Based on the vindex extension page below, explain in one to three sentences why installing from the community repository requires neither the -unsigned flag nor the allow_unsigned_extensions setting.

━━━━━ Extract provided

A DuckDB extension for vector similarity search at scale. Superset of the
official vss extension: supports
HNSW, IVF (IVF-Flat / IVF-RaBitQ / IVF-PQ / IVF-ScaNN), DiskANN (Vamana
graph with codes held out-of-band so the graph can evict past RAM), and
SPANN (IVF with closure-replica writes so boundary points survive a
single-cell probe), with pluggable quantization — RaBitQ (bits ∈
{1,2,3,4,5,7,8}, default 3-bit), PQ, and ScaNN anisotropic PQ — plus
an optimizer-level rerank pass against the authoritative FLOAT[d] column.
Explore interactively
A live docs site at https://icemap.github.io/duckdb-vector-index/ lets
you click through every algorithm × quantizer × metric combination and see
the exact CREATE INDEX SQL it would generate, with hover cards covering
the capability trade-offs of each choice:
Installing
vindex is published to the DuckDB
community-extensions
repository, so the signed per-platform build loads with two lines:
INSTALL vindex FROM community;
LOAD vindex;No -unsigned flag or allow_unsigned_extensions is required — the
community-extensions pipeline signs each vindex.duckdb_extension binary
after build. DuckDB versions must match the one vindex was built against
(currently v1.5.2).
From source
If you want to hack on vindex or run against a newer DuckDB than the community repo has rebuilt for yet:
git clone https://github.com/Icemap/duckdb-vector-index.git cd duckdb-vector-index ./scripts/bootstrap.sh # pulls the duckdb + extension-ci-tools submodules make # release build → build/release/extension/vindex/vindex.duckdb_extension
Then load the unsigned build:
-- duckdb -unsigned LOAD 'build/release/extension/vindex/vindex.duckdb_extension';
Or, inside a session started without -unsigned:
SET allow_unsigned_extensions = true; LOAD 'build/release/extension/vindex/vindex.duckdb_extension';
From a GitHub release
Unsigned per-arch binaries (vindex.linux_amd64.duckdb_extension,
vindex.osx_arm64.duckdb_extension, …) are also attached to each
GitHub Release
and can be LOAD '<path>'-ed the same way. Prefer
INSTALL vindex FROM community; unless you need a release that has not
propagated to community-extensions yet.

━━━━━━━━━━
━━━━━ Material provided

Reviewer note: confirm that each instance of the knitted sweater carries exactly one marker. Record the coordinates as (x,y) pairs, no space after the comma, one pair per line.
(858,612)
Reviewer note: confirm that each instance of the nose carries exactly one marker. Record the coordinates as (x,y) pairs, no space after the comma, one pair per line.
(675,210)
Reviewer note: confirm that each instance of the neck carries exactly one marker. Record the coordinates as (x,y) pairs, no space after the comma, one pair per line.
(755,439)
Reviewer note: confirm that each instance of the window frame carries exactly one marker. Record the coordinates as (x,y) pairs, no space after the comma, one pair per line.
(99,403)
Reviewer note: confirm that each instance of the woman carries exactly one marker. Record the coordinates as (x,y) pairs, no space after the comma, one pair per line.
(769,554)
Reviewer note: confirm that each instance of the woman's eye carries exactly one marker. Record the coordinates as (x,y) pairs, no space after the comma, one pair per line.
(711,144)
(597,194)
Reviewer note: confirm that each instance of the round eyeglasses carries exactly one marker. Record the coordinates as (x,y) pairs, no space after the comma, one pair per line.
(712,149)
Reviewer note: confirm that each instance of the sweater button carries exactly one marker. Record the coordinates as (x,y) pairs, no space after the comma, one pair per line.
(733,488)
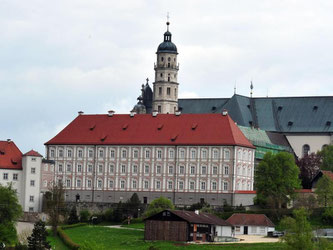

━━━━━━━━━━

## Exercise response
The community-extensions pipeline signs each vindex.duckdb_extension binary after it is built. This means the per-platform build fetched by INSTALL vindex FROM community; is already signed and loads without either setting.